» READING TEXT

*-*-*

State troopers donned riot gear and formed a line blocking the park. Inside, officers herded the rally-goers out.

From there, though, we watched confusion take hold.

Rally organizers told attendees to go home, but bands of people on both sides still roamed through the city. At one point, a rumor spread that the nationalists planned to attack a housing project, so some counter-protesters took off in that direction.

Chief Al Thomas told reporters it took an hour to “secure the streets.” But it’s not clear what “secure” meant on Saturday.

About 1:30 p.m., on a main street south of the park, bands of counter-demonstrators converged for what felt like a victory march. No police were visible to direct traffic or accompany the crowd.

The counter-demonstrators cheered, waved flags and banners, snapped photos and smiled, perhaps for the first time all day.

“Whose streets? Our streets!” they bellowed.

Then I heard the sound of squealing tires — and screams.

A car had plowed into the group, hurling bodies in the air, killing 32-year-old Heather Heyer and injuring 19 others. All of us nearby scrambled backward for safety or ran to help the injured.

Asked later why the street crossing was open, Thomas said he wasn’t sure if it was.

After the shocking violence, people on both sides and some former law enforcement officials have questioned why police didn’t do more.

Officials, including Virginia Gov. Terry McAuliffe, have defended law enforcement’s response, saying they faced a difficult situation and had to show restraint because the crowd was so highly armed.

But that doesn’t mean the police chief doesn’t have regrets.

“It was a tragic, tragic weekend,” he said.

*-*-*

» PROMPT
Return, word for word, the part of the rally account that begins with "A car had plowed" and stops after "doesn’t have regrets.".

» EXERCISE DATA
*-*-*

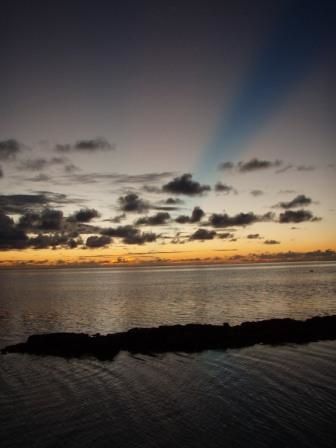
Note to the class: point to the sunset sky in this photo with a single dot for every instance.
(165, 131)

*-*-*

» WRITTEN SOLUTION
A car had plowed into the group, hurling bodies in the air, killing 32-year-old Heather Heyer and injuring 19 others. All of us nearby scrambled backward for safety or ran to help the injured.

Asked later why the street crossing was open, Thomas said he wasn’t sure if it was.

After the shocking violence, people on both sides and some former law enforcement officials have questioned why police didn’t do more.

Officials, including Virginia Gov. Terry McAuliffe, have defended law enforcement’s response, saying they faced a difficult situation and had to show restraint because the crowd was so highly armed.

But that doesn’t mean the police chief doesn’t have regrets.